**PASSAGE TO READ:**
If you think about it, marketers are trained to dump messages into their target markets. Paid messages. They buy the advertising time or space, and the message runs. It’s creative work, to be sure, but marketers have free reign. Whatever they can think up, they can run. As long as they pay the bill, their message is on the air.

Social media marketing and search marketing don’t really work that way. They’re not advertising. There’s no one to pay to get your message out there. Instead, it’s the Blanche Dubois approach: You’re depending on the kindness of strangers. If you have a story that a blogger wants to talk about, then your message gets out there. If you post a YouTube video that people want to recommend to others, then your message gets attention. But you can’t force it, even if you are willing to pay cash.

That’s where public relations comes in. PR pros are comfortable working in the world of influence. They’ve always had gatekeepers who decided whether their message got in front of the target audience. The TV producer decides what stories run on the news. The newspaper editor and reporter control whether your message hits the streets. Good PR people always knew how to get past the gatekeepers with an interesting story that peddled the message their client wanted out there.

**PROBLEM TO WORK ON:**
Reproduce the passage about marketing and public relations word for word, from its first sentence to its last.

**LISTED RECORDS:**
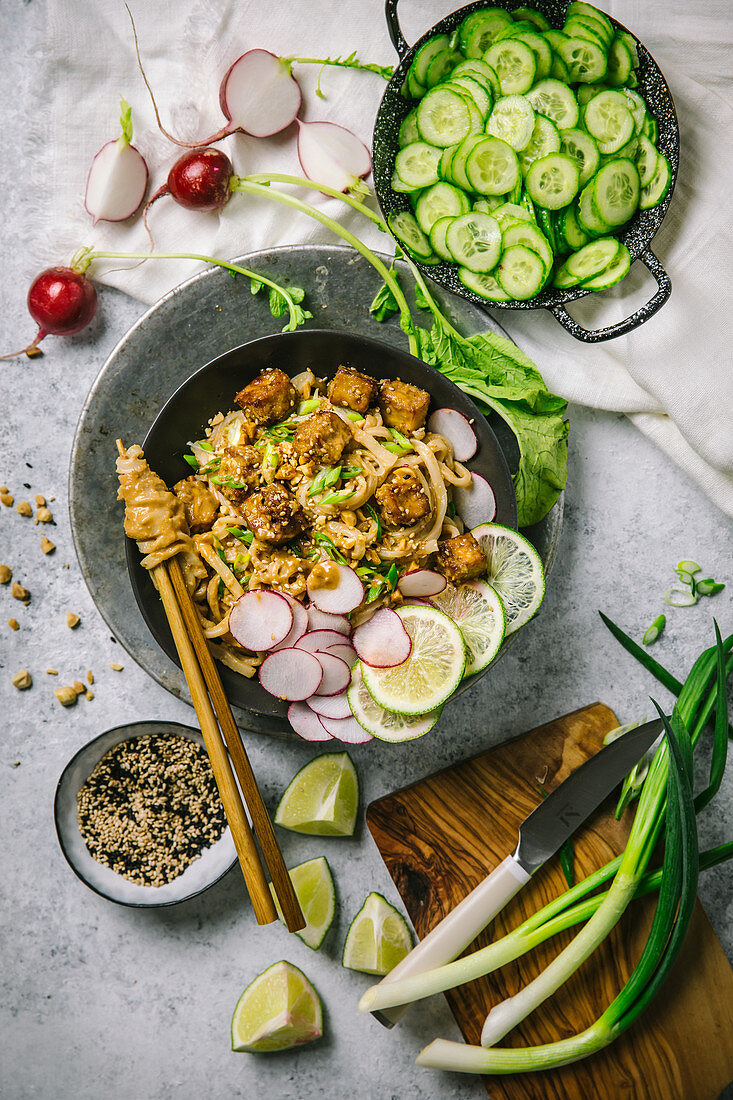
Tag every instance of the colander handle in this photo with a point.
(394, 29)
(655, 303)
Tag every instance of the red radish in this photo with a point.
(306, 723)
(331, 155)
(260, 620)
(330, 706)
(420, 582)
(346, 729)
(343, 597)
(337, 674)
(118, 176)
(383, 641)
(478, 504)
(292, 674)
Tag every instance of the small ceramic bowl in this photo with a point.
(212, 864)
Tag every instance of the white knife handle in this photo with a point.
(458, 928)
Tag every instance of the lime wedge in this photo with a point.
(323, 799)
(515, 572)
(279, 1009)
(384, 724)
(314, 887)
(479, 614)
(378, 937)
(431, 672)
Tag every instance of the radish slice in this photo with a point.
(306, 723)
(346, 729)
(458, 431)
(331, 155)
(330, 706)
(347, 593)
(299, 623)
(259, 95)
(316, 641)
(321, 620)
(383, 641)
(260, 620)
(478, 504)
(420, 582)
(292, 674)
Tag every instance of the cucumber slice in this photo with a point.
(440, 200)
(417, 164)
(615, 191)
(515, 65)
(521, 273)
(474, 241)
(492, 167)
(583, 151)
(513, 120)
(404, 227)
(553, 180)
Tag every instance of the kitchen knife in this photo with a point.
(542, 833)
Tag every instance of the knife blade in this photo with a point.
(542, 834)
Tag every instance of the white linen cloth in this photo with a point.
(673, 377)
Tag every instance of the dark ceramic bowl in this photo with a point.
(212, 388)
(637, 235)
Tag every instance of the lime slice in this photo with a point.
(515, 572)
(431, 672)
(314, 887)
(378, 937)
(279, 1009)
(479, 613)
(384, 724)
(323, 799)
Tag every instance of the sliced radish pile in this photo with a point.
(420, 583)
(292, 674)
(478, 504)
(331, 155)
(343, 597)
(259, 95)
(383, 641)
(259, 620)
(306, 723)
(458, 431)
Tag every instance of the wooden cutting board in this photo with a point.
(446, 833)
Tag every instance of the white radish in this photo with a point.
(345, 595)
(337, 674)
(477, 504)
(118, 176)
(292, 674)
(420, 583)
(383, 641)
(332, 155)
(330, 706)
(260, 95)
(260, 619)
(306, 723)
(346, 729)
(458, 431)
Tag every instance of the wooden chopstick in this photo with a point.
(247, 850)
(263, 827)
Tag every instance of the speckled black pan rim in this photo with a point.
(645, 223)
(133, 729)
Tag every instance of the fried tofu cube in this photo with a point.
(269, 397)
(403, 406)
(321, 437)
(461, 559)
(351, 389)
(274, 515)
(199, 504)
(402, 498)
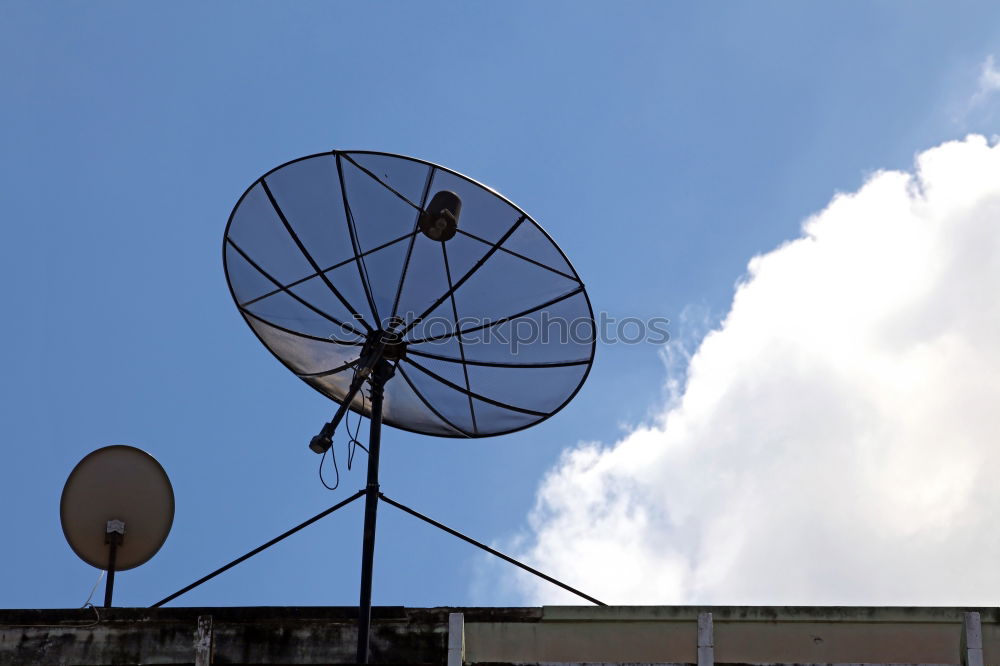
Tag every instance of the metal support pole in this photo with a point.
(382, 372)
(110, 585)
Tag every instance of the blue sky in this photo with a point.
(662, 144)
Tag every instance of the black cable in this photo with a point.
(333, 456)
(352, 438)
(258, 549)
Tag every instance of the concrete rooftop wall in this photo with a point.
(554, 634)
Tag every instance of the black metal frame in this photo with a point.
(377, 370)
(346, 156)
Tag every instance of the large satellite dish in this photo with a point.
(116, 509)
(357, 267)
(490, 327)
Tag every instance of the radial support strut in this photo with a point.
(380, 374)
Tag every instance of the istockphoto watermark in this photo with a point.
(515, 334)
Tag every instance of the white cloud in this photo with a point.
(989, 81)
(838, 437)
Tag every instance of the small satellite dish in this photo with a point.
(116, 509)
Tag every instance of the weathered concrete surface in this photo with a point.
(755, 635)
(258, 635)
(564, 634)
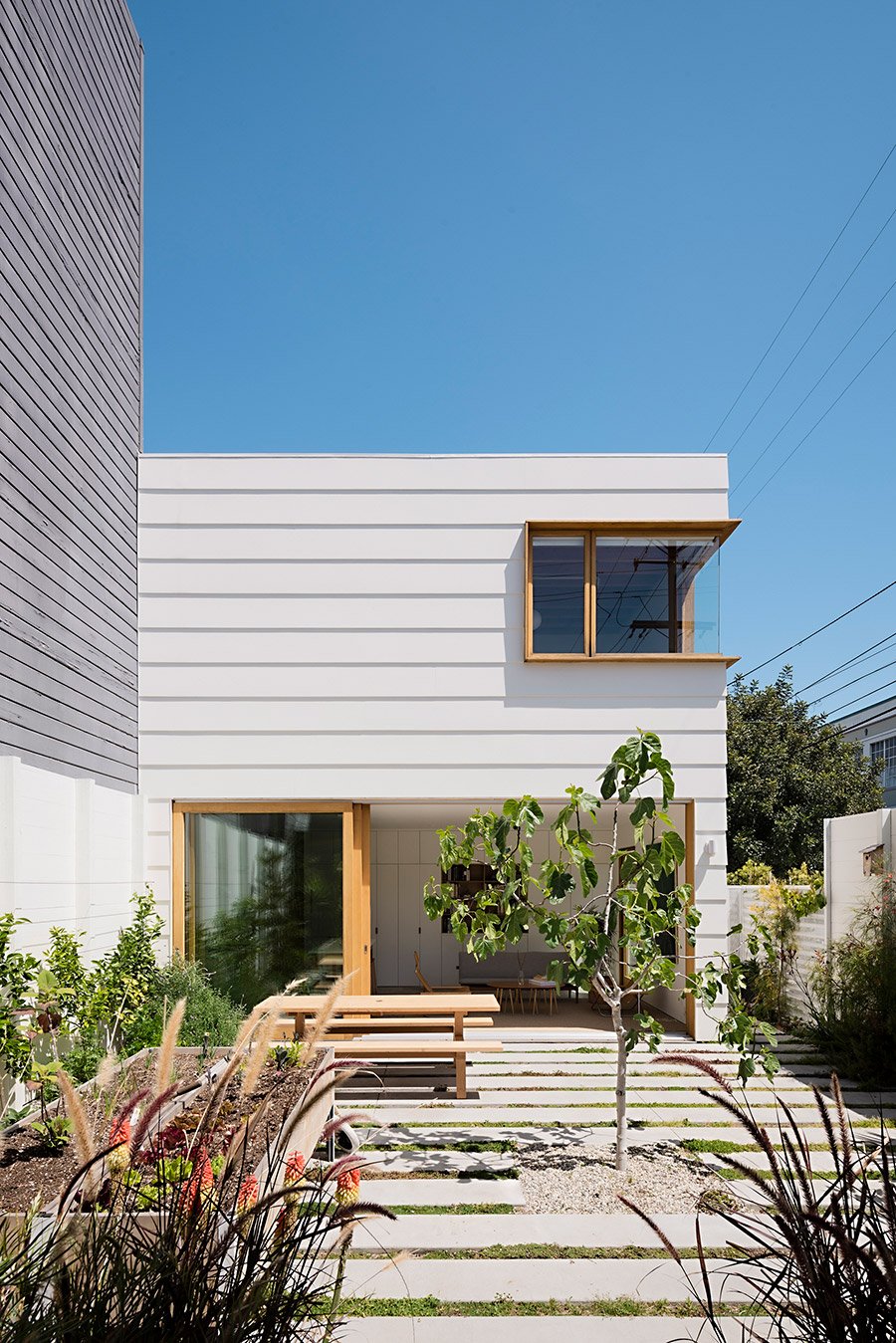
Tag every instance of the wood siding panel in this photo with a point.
(353, 627)
(70, 384)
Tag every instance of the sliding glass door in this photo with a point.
(264, 897)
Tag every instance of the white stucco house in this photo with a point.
(341, 654)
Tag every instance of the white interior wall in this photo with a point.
(403, 857)
(330, 627)
(70, 854)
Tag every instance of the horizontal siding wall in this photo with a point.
(70, 384)
(352, 629)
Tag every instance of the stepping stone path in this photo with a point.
(551, 1087)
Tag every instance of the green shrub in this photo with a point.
(210, 1016)
(751, 874)
(853, 994)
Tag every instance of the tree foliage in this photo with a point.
(788, 770)
(626, 912)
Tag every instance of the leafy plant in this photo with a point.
(125, 978)
(619, 939)
(773, 940)
(853, 993)
(233, 1260)
(64, 961)
(18, 984)
(55, 1130)
(751, 874)
(788, 770)
(210, 1014)
(818, 1255)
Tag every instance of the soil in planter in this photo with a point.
(278, 1092)
(29, 1170)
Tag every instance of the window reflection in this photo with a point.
(648, 597)
(558, 593)
(264, 896)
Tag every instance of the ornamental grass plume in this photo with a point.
(260, 1053)
(118, 1157)
(817, 1241)
(295, 1167)
(165, 1055)
(215, 1269)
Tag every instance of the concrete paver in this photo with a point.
(539, 1330)
(545, 1280)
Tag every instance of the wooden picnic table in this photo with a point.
(457, 1007)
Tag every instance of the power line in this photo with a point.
(842, 350)
(822, 416)
(781, 377)
(776, 337)
(868, 723)
(853, 661)
(884, 687)
(819, 630)
(846, 684)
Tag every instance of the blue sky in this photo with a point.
(512, 226)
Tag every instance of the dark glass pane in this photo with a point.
(265, 899)
(646, 595)
(558, 593)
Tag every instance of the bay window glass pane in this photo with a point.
(264, 899)
(657, 595)
(558, 593)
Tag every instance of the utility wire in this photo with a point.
(884, 687)
(849, 662)
(819, 630)
(868, 723)
(822, 416)
(778, 334)
(846, 684)
(776, 385)
(842, 350)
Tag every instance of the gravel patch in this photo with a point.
(583, 1180)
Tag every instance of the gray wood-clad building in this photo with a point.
(70, 384)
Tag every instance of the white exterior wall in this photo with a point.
(846, 887)
(70, 854)
(350, 627)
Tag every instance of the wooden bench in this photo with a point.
(373, 1024)
(410, 1049)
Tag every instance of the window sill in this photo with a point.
(631, 657)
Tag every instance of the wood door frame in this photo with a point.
(356, 870)
(688, 958)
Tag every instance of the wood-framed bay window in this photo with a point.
(619, 591)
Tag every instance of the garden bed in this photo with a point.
(31, 1174)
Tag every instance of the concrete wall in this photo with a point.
(70, 854)
(70, 384)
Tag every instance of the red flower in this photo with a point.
(200, 1184)
(295, 1167)
(247, 1194)
(348, 1188)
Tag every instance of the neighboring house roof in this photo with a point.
(873, 720)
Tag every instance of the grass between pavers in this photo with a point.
(361, 1307)
(450, 1209)
(560, 1251)
(511, 1173)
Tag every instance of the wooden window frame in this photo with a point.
(590, 531)
(356, 872)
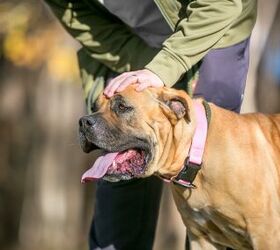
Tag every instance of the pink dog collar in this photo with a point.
(194, 159)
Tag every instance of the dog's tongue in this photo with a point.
(100, 167)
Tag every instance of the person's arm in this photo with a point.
(195, 35)
(205, 25)
(105, 38)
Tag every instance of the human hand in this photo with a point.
(144, 78)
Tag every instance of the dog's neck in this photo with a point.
(184, 172)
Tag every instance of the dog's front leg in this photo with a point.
(200, 243)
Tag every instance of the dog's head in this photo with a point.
(141, 133)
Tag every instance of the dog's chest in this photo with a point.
(203, 219)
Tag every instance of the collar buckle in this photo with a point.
(187, 175)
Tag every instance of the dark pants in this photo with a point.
(126, 212)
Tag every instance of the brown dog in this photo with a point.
(236, 203)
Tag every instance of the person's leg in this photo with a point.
(222, 76)
(125, 215)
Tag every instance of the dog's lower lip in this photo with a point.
(131, 163)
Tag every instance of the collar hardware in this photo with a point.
(187, 174)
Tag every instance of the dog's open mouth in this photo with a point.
(117, 166)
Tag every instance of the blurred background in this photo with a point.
(42, 203)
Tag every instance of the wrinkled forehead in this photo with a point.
(144, 99)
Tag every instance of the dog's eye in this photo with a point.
(123, 108)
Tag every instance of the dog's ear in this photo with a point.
(174, 104)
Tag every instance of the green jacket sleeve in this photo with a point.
(104, 37)
(194, 36)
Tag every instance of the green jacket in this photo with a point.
(108, 45)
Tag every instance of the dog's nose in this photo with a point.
(86, 121)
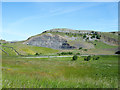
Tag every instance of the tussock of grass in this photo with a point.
(60, 72)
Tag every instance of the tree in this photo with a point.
(77, 53)
(36, 53)
(87, 58)
(84, 36)
(80, 48)
(75, 57)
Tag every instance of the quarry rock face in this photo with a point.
(49, 41)
(69, 39)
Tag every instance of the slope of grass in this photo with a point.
(27, 49)
(101, 45)
(111, 35)
(60, 72)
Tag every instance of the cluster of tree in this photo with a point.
(73, 34)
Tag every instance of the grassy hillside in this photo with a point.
(60, 72)
(27, 49)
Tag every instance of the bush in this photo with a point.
(80, 48)
(84, 36)
(77, 53)
(36, 53)
(98, 36)
(96, 58)
(75, 57)
(85, 49)
(87, 58)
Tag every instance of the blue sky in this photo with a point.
(21, 20)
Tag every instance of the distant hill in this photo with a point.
(54, 41)
(62, 38)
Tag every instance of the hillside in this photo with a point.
(23, 49)
(54, 41)
(72, 39)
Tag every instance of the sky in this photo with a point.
(20, 20)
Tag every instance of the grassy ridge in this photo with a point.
(60, 72)
(27, 49)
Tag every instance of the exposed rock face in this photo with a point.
(50, 41)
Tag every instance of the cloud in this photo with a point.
(60, 11)
(60, 0)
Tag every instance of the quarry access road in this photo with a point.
(56, 56)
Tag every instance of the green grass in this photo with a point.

**WRITTEN REPLY:**
If you think about it, marketers are trained to dump messages into their target markets. Paid messages. They buy the advertising time or space, and the message runs. It’s creative work, to be sure, but marketers have free reign. Whatever they can think up, they can run. As long as they pay the bill, their message is on the air.

Social media marketing and search marketing don’t really work that way. They’re not advertising. There’s no one to pay to get your message out there. Instead, it’s the Blanche Dubois approach: You’re depending on the kindness of strangers. If you have a story that a blogger wants to talk about, then your message gets out there. If you post a YouTube video that people want to recommend to others, then your message gets attention. But you can’t force it, even if you are willing to pay cash.

That’s where public relations comes in. PR pros are comfortable working in the world of influence. They’ve always had gatekeepers who decided whether their message got in front of the target audience. The TV producer decides what stories run on the news. The newspaper editor and reporter control whether your message hits the streets. Good PR people always knew how to get past the gatekeepers with an interesting story that peddled the message their client wanted out there.